## Problem to work on:
Continue the summary of the optimal classification trees paper from its last sentence.

## Passage shown:

==================================================

Optimal Classification Trees Paper Summary & Analysis
- Utilize the incredible speed-up (800 billion factor) in mixed-integer optimization enabled by hardware improvements (Although they were deemed too expensive to be practical in the past, the paper shows that these methods are practically solvable on real-world datasets and even outperform classification and regression trees (CART))
A decision tree is a flowchart-like structure where every node represents a “test” on an attribute, each branch represents the outcome of a test, and each leaf node represents a class label, or the decision taken after considering all attributes.
Because they are created using a top-down approach, the first splits are made with no regard to future splits, meaning they are rarely optimal. To address this, a pruning step is required after creating the tree. Optimizing decision trees is NP-hard, meaning that it has not been very explored before.
This paper uses mixed integer optimization to optimize the tree, a technique that is an integer program, with one or more variables constrained as integers.

==================================================

## Available data:
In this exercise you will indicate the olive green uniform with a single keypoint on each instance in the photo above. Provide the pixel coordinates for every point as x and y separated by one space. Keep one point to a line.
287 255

==================================================

## Output for this exercise:
MIO programming was computationally expensive in the past, but solvers such as Gurobi and CPLEX have improved greatly over the last decade or two, meaning MIO is more useful than ever.
The authors, motivated by rapid development of optimization theory and hardware improvements, present an algorithm that utilizes mixed-integer optimization (a linear program in which 1 or more of the variables are constrained to be integers).
The researchers revisited the classical optimal decision tree creation problem using the state-of-the-art MIO formulation approach.
Previously, to find an optimal decision tree, the most common approach is through heuristics such as top down induction and pruning, and no effective algorithm that runs within time constraint is proposed.
By relaxing constraints, the resulting classification method — Optimal Classification Trees with hyperplanes — is easy to train.
The paper assessed its results on a variety of synthetically-generated datasets by comparing the performance of optimal axis-aligned trees with normal decision trees, the performance of linear-split optimal decision trees with XGBoost and random forest. They used accuracy as their metric of comparison. Below is a plot showing the performance of the method averaged across 60 different tasks:
Potential Further Research and Applications
This paper could add further discussion about the computational limitations of this method. The paper mentions that this method is feasible for datasets in the 1000s, but has very little specific analysis on where this number emerged from and what the hard boundaries are.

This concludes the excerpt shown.